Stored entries

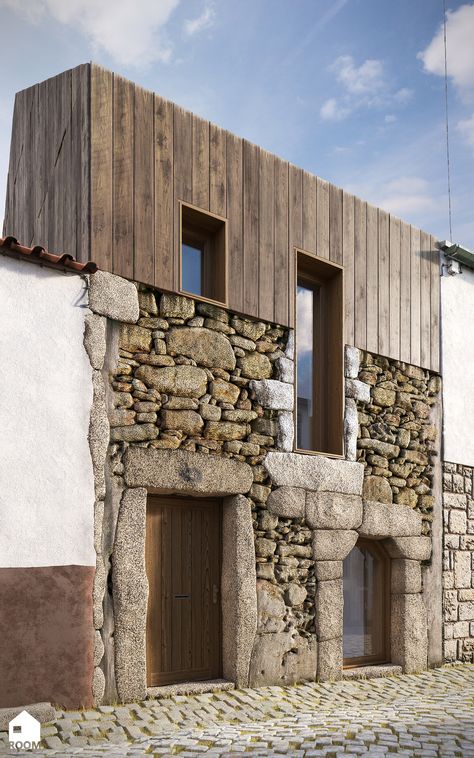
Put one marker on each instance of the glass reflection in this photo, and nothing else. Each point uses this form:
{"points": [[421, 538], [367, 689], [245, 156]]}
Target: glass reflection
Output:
{"points": [[191, 258], [363, 603], [304, 355]]}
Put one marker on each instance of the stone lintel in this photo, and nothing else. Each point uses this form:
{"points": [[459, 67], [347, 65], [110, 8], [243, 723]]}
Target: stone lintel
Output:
{"points": [[315, 472], [183, 472]]}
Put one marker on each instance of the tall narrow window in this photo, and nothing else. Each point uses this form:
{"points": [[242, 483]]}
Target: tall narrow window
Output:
{"points": [[366, 599], [203, 254], [319, 355]]}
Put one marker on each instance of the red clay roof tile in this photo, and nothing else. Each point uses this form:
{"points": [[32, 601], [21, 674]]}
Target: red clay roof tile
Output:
{"points": [[10, 246]]}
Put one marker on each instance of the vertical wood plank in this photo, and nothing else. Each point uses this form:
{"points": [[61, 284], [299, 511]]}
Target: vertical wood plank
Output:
{"points": [[309, 212], [101, 167], [435, 305], [295, 230], [372, 279], [124, 177], [335, 224], [360, 273], [84, 178], [348, 263], [200, 175], [384, 282], [217, 171], [282, 251], [405, 274], [251, 156], [183, 175], [415, 289], [322, 239], [234, 192], [394, 287], [164, 195], [144, 229], [425, 276], [266, 297]]}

Aim of the task —
Return, from the data above, each line in which the string "instance" appears.

Answer space —
Put one marker on each instance of the glass reflection in this photo, and nothing else. Each point uses this form:
Put one marker on each instance of the stone lintel in this photo, and nothing else. Each point uses this form:
Put one marker on each instance of the tall narrow window in this photo, and nothing else. Each point uses this form:
Put one marker on each instance of the red clay roof tile in this photo, and nothing else. Each point uses this form:
Put one marker on each instance of the vertical wood plank in this photo, and nothing else. Each point uses this form:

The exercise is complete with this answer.